> Required task:
Rewrite every one of the records below with each "target" changed to "object", keeping all else the same. Leave the pictures out of your answer.

** BEGIN Data to use **

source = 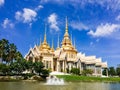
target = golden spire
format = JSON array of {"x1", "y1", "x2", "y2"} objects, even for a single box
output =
[
  {"x1": 52, "y1": 39, "x2": 54, "y2": 49},
  {"x1": 57, "y1": 34, "x2": 60, "y2": 48},
  {"x1": 51, "y1": 39, "x2": 54, "y2": 51},
  {"x1": 74, "y1": 38, "x2": 76, "y2": 48},
  {"x1": 40, "y1": 37, "x2": 42, "y2": 45},
  {"x1": 44, "y1": 24, "x2": 46, "y2": 43},
  {"x1": 65, "y1": 16, "x2": 68, "y2": 33}
]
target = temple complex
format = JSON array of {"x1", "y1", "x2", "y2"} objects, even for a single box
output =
[{"x1": 25, "y1": 18, "x2": 107, "y2": 76}]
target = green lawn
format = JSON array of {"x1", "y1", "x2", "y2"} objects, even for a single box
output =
[{"x1": 57, "y1": 75, "x2": 120, "y2": 82}]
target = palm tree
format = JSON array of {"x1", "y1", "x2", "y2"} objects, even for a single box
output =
[
  {"x1": 0, "y1": 39, "x2": 9, "y2": 61},
  {"x1": 6, "y1": 43, "x2": 17, "y2": 62}
]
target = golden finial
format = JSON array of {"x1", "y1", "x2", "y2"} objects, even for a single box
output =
[
  {"x1": 74, "y1": 38, "x2": 76, "y2": 48},
  {"x1": 71, "y1": 32, "x2": 72, "y2": 43},
  {"x1": 57, "y1": 34, "x2": 60, "y2": 48},
  {"x1": 44, "y1": 24, "x2": 47, "y2": 42},
  {"x1": 52, "y1": 39, "x2": 54, "y2": 49},
  {"x1": 65, "y1": 16, "x2": 68, "y2": 33}
]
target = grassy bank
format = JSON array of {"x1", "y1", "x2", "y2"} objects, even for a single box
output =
[{"x1": 57, "y1": 75, "x2": 120, "y2": 82}]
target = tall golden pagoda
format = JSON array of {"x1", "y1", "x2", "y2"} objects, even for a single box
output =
[{"x1": 25, "y1": 17, "x2": 107, "y2": 76}]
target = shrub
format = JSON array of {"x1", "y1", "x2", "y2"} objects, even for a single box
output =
[
  {"x1": 82, "y1": 69, "x2": 93, "y2": 76},
  {"x1": 70, "y1": 68, "x2": 80, "y2": 75}
]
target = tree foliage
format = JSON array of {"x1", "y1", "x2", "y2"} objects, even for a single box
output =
[
  {"x1": 0, "y1": 39, "x2": 22, "y2": 63},
  {"x1": 70, "y1": 68, "x2": 80, "y2": 75},
  {"x1": 82, "y1": 69, "x2": 93, "y2": 76},
  {"x1": 108, "y1": 67, "x2": 116, "y2": 76},
  {"x1": 0, "y1": 39, "x2": 49, "y2": 76}
]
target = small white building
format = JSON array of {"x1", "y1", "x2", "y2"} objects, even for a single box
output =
[{"x1": 25, "y1": 19, "x2": 107, "y2": 76}]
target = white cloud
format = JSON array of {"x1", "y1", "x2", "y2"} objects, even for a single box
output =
[
  {"x1": 0, "y1": 0, "x2": 5, "y2": 6},
  {"x1": 2, "y1": 18, "x2": 14, "y2": 29},
  {"x1": 70, "y1": 22, "x2": 88, "y2": 30},
  {"x1": 116, "y1": 15, "x2": 120, "y2": 21},
  {"x1": 35, "y1": 5, "x2": 44, "y2": 11},
  {"x1": 15, "y1": 8, "x2": 37, "y2": 23},
  {"x1": 88, "y1": 23, "x2": 120, "y2": 37},
  {"x1": 90, "y1": 42, "x2": 94, "y2": 46},
  {"x1": 48, "y1": 13, "x2": 59, "y2": 31}
]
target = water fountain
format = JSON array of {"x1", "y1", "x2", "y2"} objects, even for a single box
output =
[{"x1": 46, "y1": 76, "x2": 64, "y2": 85}]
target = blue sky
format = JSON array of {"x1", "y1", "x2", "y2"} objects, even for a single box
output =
[{"x1": 0, "y1": 0, "x2": 120, "y2": 66}]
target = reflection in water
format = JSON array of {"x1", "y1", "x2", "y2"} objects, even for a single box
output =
[{"x1": 0, "y1": 82, "x2": 120, "y2": 90}]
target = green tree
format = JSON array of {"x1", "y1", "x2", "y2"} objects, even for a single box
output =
[
  {"x1": 10, "y1": 59, "x2": 26, "y2": 75},
  {"x1": 109, "y1": 67, "x2": 116, "y2": 76},
  {"x1": 70, "y1": 68, "x2": 80, "y2": 75},
  {"x1": 6, "y1": 43, "x2": 17, "y2": 63},
  {"x1": 34, "y1": 61, "x2": 44, "y2": 76},
  {"x1": 0, "y1": 39, "x2": 9, "y2": 61},
  {"x1": 102, "y1": 68, "x2": 108, "y2": 76}
]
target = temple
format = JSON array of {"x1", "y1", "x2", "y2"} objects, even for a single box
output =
[{"x1": 25, "y1": 18, "x2": 107, "y2": 76}]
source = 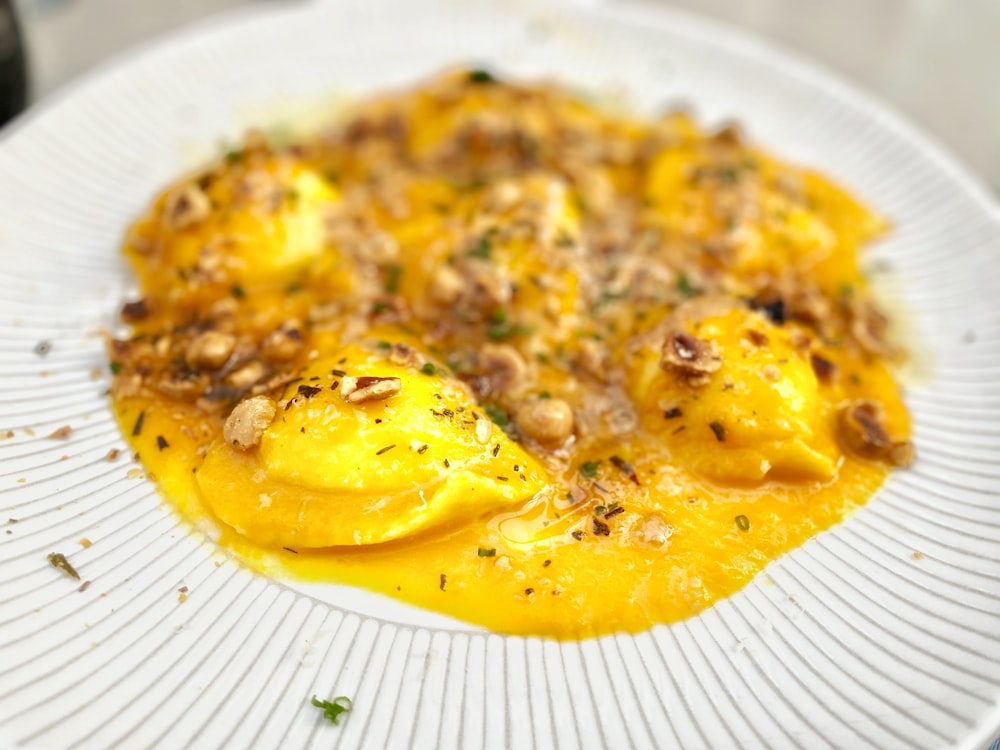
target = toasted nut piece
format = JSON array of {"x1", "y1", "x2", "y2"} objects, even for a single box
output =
[
  {"x1": 222, "y1": 396, "x2": 276, "y2": 450},
  {"x1": 429, "y1": 264, "x2": 465, "y2": 305},
  {"x1": 340, "y1": 375, "x2": 403, "y2": 404},
  {"x1": 809, "y1": 352, "x2": 837, "y2": 383},
  {"x1": 184, "y1": 331, "x2": 236, "y2": 370},
  {"x1": 514, "y1": 398, "x2": 574, "y2": 447},
  {"x1": 260, "y1": 323, "x2": 302, "y2": 362},
  {"x1": 633, "y1": 513, "x2": 674, "y2": 549},
  {"x1": 660, "y1": 329, "x2": 722, "y2": 375},
  {"x1": 476, "y1": 419, "x2": 493, "y2": 445},
  {"x1": 837, "y1": 399, "x2": 916, "y2": 467},
  {"x1": 163, "y1": 183, "x2": 212, "y2": 229},
  {"x1": 479, "y1": 344, "x2": 528, "y2": 391},
  {"x1": 837, "y1": 399, "x2": 892, "y2": 458},
  {"x1": 389, "y1": 341, "x2": 425, "y2": 367},
  {"x1": 226, "y1": 359, "x2": 266, "y2": 388},
  {"x1": 760, "y1": 362, "x2": 781, "y2": 382},
  {"x1": 850, "y1": 299, "x2": 899, "y2": 357},
  {"x1": 576, "y1": 339, "x2": 609, "y2": 383}
]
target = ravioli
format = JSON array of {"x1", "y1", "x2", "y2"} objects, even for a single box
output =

** END Data to use **

> Exercise output:
source = 
object = golden spire
format = JSON array of {"x1", "y1", "x2", "y2"} objects, even for a single box
output =
[
  {"x1": 52, "y1": 39, "x2": 54, "y2": 49},
  {"x1": 57, "y1": 34, "x2": 60, "y2": 48},
  {"x1": 51, "y1": 39, "x2": 54, "y2": 51},
  {"x1": 74, "y1": 38, "x2": 76, "y2": 48},
  {"x1": 40, "y1": 37, "x2": 42, "y2": 45},
  {"x1": 44, "y1": 24, "x2": 46, "y2": 43},
  {"x1": 65, "y1": 16, "x2": 68, "y2": 33}
]
object = temple complex
format = JSON array of {"x1", "y1", "x2", "y2"} objects, even for a single box
output =
[{"x1": 25, "y1": 18, "x2": 107, "y2": 76}]
object = green lawn
format = JSON array of {"x1", "y1", "x2", "y2"} objects, even for a single box
output =
[{"x1": 57, "y1": 75, "x2": 120, "y2": 82}]
object = palm tree
format = JSON array of {"x1", "y1", "x2", "y2"} objects, even for a single box
output =
[
  {"x1": 0, "y1": 39, "x2": 9, "y2": 61},
  {"x1": 6, "y1": 43, "x2": 17, "y2": 62}
]
object = golden finial
format = JSON array of {"x1", "y1", "x2", "y2"} objects, even for a single box
output =
[
  {"x1": 74, "y1": 38, "x2": 76, "y2": 48},
  {"x1": 71, "y1": 32, "x2": 72, "y2": 43},
  {"x1": 57, "y1": 34, "x2": 60, "y2": 48},
  {"x1": 44, "y1": 24, "x2": 47, "y2": 42},
  {"x1": 52, "y1": 39, "x2": 54, "y2": 49},
  {"x1": 65, "y1": 16, "x2": 68, "y2": 33}
]
object = grassy bank
format = JSON array of {"x1", "y1", "x2", "y2"} objects, even for a single box
output =
[{"x1": 57, "y1": 75, "x2": 120, "y2": 82}]
object = tall golden pagoda
format = JSON array of {"x1", "y1", "x2", "y2"} objects, even for a single box
output =
[{"x1": 25, "y1": 17, "x2": 107, "y2": 76}]
object = shrub
format = JSON array of {"x1", "y1", "x2", "y2"} objects, even for a single box
output =
[
  {"x1": 82, "y1": 69, "x2": 93, "y2": 76},
  {"x1": 70, "y1": 68, "x2": 80, "y2": 75}
]
object = tree foliage
format = JSON array of {"x1", "y1", "x2", "y2"} objects, even for a single box
output =
[
  {"x1": 0, "y1": 39, "x2": 22, "y2": 63},
  {"x1": 70, "y1": 68, "x2": 80, "y2": 75},
  {"x1": 82, "y1": 69, "x2": 93, "y2": 76},
  {"x1": 108, "y1": 67, "x2": 116, "y2": 76},
  {"x1": 0, "y1": 39, "x2": 49, "y2": 76}
]
object = small white building
format = JSON array of {"x1", "y1", "x2", "y2"} objects, even for a single box
output =
[{"x1": 25, "y1": 19, "x2": 107, "y2": 76}]
object = white cloud
format = JSON array of {"x1", "y1", "x2", "y2"} objects, even for a single box
output =
[
  {"x1": 0, "y1": 0, "x2": 5, "y2": 6},
  {"x1": 2, "y1": 18, "x2": 14, "y2": 29},
  {"x1": 70, "y1": 22, "x2": 88, "y2": 30},
  {"x1": 116, "y1": 15, "x2": 120, "y2": 21},
  {"x1": 35, "y1": 5, "x2": 44, "y2": 11},
  {"x1": 15, "y1": 8, "x2": 37, "y2": 23},
  {"x1": 88, "y1": 23, "x2": 120, "y2": 37},
  {"x1": 90, "y1": 42, "x2": 94, "y2": 46},
  {"x1": 48, "y1": 13, "x2": 59, "y2": 31}
]
object = water fountain
format = JSON array of {"x1", "y1", "x2", "y2"} objects, even for a single box
output =
[{"x1": 46, "y1": 76, "x2": 64, "y2": 85}]
object = blue sky
format = JSON array of {"x1", "y1", "x2", "y2"} objects, even for a single box
output =
[{"x1": 0, "y1": 0, "x2": 120, "y2": 66}]
object = reflection in water
format = JSON array of {"x1", "y1", "x2", "y2"} objects, even for a single box
output =
[{"x1": 0, "y1": 82, "x2": 120, "y2": 90}]
object = green tree
format = JSON array of {"x1", "y1", "x2", "y2"} objects, even for a single box
output =
[
  {"x1": 10, "y1": 59, "x2": 26, "y2": 75},
  {"x1": 109, "y1": 67, "x2": 116, "y2": 76},
  {"x1": 70, "y1": 68, "x2": 80, "y2": 75},
  {"x1": 6, "y1": 43, "x2": 17, "y2": 63},
  {"x1": 34, "y1": 61, "x2": 44, "y2": 76},
  {"x1": 0, "y1": 39, "x2": 9, "y2": 61},
  {"x1": 102, "y1": 68, "x2": 108, "y2": 76}
]
object = temple
format = JSON array of {"x1", "y1", "x2", "y2"} objects, even for a single box
output =
[{"x1": 25, "y1": 18, "x2": 107, "y2": 76}]
source = 
object = toasted nut piece
format = JSON array of {"x1", "y1", "x2", "y2"} objects, even for a single box
output =
[
  {"x1": 222, "y1": 396, "x2": 276, "y2": 450},
  {"x1": 429, "y1": 264, "x2": 465, "y2": 305},
  {"x1": 340, "y1": 375, "x2": 403, "y2": 404},
  {"x1": 809, "y1": 352, "x2": 837, "y2": 383},
  {"x1": 184, "y1": 331, "x2": 236, "y2": 370},
  {"x1": 514, "y1": 398, "x2": 574, "y2": 447},
  {"x1": 260, "y1": 323, "x2": 302, "y2": 362},
  {"x1": 633, "y1": 513, "x2": 674, "y2": 549},
  {"x1": 660, "y1": 329, "x2": 722, "y2": 375},
  {"x1": 476, "y1": 419, "x2": 493, "y2": 445},
  {"x1": 837, "y1": 399, "x2": 916, "y2": 467},
  {"x1": 163, "y1": 183, "x2": 212, "y2": 229},
  {"x1": 479, "y1": 344, "x2": 528, "y2": 391},
  {"x1": 837, "y1": 399, "x2": 892, "y2": 458},
  {"x1": 389, "y1": 341, "x2": 425, "y2": 367},
  {"x1": 226, "y1": 359, "x2": 266, "y2": 388},
  {"x1": 760, "y1": 362, "x2": 781, "y2": 382},
  {"x1": 850, "y1": 299, "x2": 899, "y2": 357},
  {"x1": 576, "y1": 339, "x2": 609, "y2": 383}
]
object = ravioli
format = JSON array of {"x1", "y1", "x2", "y2"} objects, even for a single box
output =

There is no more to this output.